**Supplied entries**

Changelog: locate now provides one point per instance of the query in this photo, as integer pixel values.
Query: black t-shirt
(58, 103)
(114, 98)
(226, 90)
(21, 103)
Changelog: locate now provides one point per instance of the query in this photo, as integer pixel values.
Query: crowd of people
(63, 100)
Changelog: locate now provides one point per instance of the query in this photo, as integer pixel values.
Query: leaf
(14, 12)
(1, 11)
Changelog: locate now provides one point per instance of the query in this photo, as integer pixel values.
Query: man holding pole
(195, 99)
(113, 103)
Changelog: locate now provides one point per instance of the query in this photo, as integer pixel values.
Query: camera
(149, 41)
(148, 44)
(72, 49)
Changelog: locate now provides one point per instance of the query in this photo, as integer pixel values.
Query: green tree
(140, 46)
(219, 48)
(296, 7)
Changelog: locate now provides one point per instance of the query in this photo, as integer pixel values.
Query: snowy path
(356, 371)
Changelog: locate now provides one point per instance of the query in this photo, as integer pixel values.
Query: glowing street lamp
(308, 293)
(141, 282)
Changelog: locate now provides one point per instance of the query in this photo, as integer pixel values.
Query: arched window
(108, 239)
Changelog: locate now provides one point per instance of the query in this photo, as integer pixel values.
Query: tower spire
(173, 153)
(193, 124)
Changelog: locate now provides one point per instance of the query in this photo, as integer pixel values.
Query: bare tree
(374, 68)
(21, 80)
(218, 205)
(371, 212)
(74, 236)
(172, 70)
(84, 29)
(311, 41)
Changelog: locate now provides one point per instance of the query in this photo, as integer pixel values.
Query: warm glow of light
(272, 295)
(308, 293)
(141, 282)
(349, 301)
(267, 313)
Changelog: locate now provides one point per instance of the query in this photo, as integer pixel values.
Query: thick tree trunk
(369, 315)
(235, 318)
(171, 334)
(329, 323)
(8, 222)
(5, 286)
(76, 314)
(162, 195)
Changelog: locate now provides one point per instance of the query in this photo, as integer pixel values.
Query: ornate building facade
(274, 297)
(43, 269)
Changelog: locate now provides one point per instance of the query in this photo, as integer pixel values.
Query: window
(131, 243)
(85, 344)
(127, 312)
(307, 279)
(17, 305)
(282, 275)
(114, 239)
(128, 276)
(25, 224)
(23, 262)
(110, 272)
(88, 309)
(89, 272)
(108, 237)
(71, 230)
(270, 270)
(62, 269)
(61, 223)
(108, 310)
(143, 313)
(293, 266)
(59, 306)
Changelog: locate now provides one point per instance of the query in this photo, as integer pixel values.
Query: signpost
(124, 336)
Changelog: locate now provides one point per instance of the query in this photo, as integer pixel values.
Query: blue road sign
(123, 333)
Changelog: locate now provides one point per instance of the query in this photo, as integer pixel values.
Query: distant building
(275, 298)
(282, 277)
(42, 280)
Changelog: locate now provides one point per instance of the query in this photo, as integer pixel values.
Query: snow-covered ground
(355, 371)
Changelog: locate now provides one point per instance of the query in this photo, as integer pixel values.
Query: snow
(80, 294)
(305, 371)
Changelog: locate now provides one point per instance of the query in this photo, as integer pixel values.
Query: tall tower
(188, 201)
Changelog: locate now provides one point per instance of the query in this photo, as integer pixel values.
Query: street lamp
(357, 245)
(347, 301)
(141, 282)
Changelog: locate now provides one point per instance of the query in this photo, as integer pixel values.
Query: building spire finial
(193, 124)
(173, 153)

**What is expected**
Print all records shown above, word for word.

**Task answer**
Changelog: locate now provides one point per instance of the query in this photo, as integer pixel values.
Query: black t-shirt
(58, 103)
(114, 98)
(226, 90)
(21, 103)
Changelog: locate now provides one point per instance of the query in this photo, as integer pixel values.
Query: crowd of people
(63, 100)
Changelog: locate now provides one point per instance of the query in this photo, as integer pixel values.
Query: leaf
(14, 12)
(1, 11)
Changelog: locate now provides one point per instance of the query in this photo, as integer pixel values.
Query: man holding pole
(195, 99)
(113, 103)
Changelog: locate now provides one point per instance of the query in this photo, as integer pixel values.
Query: camera
(149, 41)
(148, 44)
(72, 49)
Changelog: locate now provides one point per instance of the query in this photo, as integer pixel values.
Query: green tree
(140, 46)
(219, 48)
(296, 7)
Changelog: locate now provides one point per instance of the query in this photo, as integer pixel values.
Query: snowy path
(356, 371)
Changelog: locate now provides one point per instance of the query in this photo, as integer pixel values.
Query: glowing street lamp
(308, 293)
(141, 282)
Changelog: locate now provides one point per instance of the query in this photo, as integer pixel values.
Query: arched window
(108, 239)
Changelog: locate now provides one point per instance of the query in this photo, as integer pixel values.
Query: tower spire
(173, 153)
(193, 124)
Changelog: locate now provides one point per instance of the query in this photo, as integer pixel values.
Query: bare tree
(374, 68)
(21, 80)
(218, 205)
(371, 212)
(74, 236)
(172, 70)
(84, 29)
(311, 41)
Changelog: locate now provides one point per instance of the query in this photo, as integer pixel values.
Query: warm glow of light
(272, 295)
(308, 293)
(141, 282)
(349, 301)
(267, 313)
Changelog: locate now provides one point per instance of the query in this photo, as integer pixel values.
Query: thick tree trunk
(369, 315)
(235, 318)
(171, 334)
(329, 323)
(8, 222)
(5, 286)
(76, 314)
(162, 195)
Changelog: locate now provides one point per instance of the query in this photo, as integer pixel values.
Query: ornate building facade
(274, 297)
(43, 269)
Changelog: locate now provides one point per instance of the query in this photo, as integer pixel values.
Query: window
(131, 243)
(85, 344)
(127, 312)
(307, 279)
(17, 305)
(282, 275)
(114, 239)
(128, 276)
(25, 224)
(23, 262)
(110, 272)
(88, 309)
(89, 272)
(108, 237)
(71, 230)
(270, 270)
(62, 269)
(61, 223)
(108, 310)
(143, 313)
(293, 266)
(59, 306)
Changelog: locate now provides one point per instance of the query in this photo, as integer pixel values.
Query: signpost
(124, 336)
Changelog: locate now provides one point per instance of the query in this photo, as integer pixel values.
Query: blue road sign
(123, 333)
Changelog: locate now provides one point per instance of the query in this photo, as integer pixel values.
Query: distant building
(275, 298)
(282, 277)
(42, 280)
Changelog: locate now provides one point per instance of the query in this photo, as integer pixel values.
Query: snow-covered ground
(355, 371)
Changelog: locate now provides one point per instance of the query in this photo, as integer pixel values.
Query: snow
(80, 294)
(305, 371)
Changelog: locate now provides one point per instance of the query in this photo, as integer pixel values.
Query: tall tower
(188, 201)
Changelog: locate now provides one point per instance of the query in this photo, as integer pixel values.
Query: street lamp
(357, 245)
(347, 301)
(141, 282)
Changelog: locate now provides one point per instance of the query in this photo, as integer pixel values.
Query: building spire finial
(193, 124)
(173, 153)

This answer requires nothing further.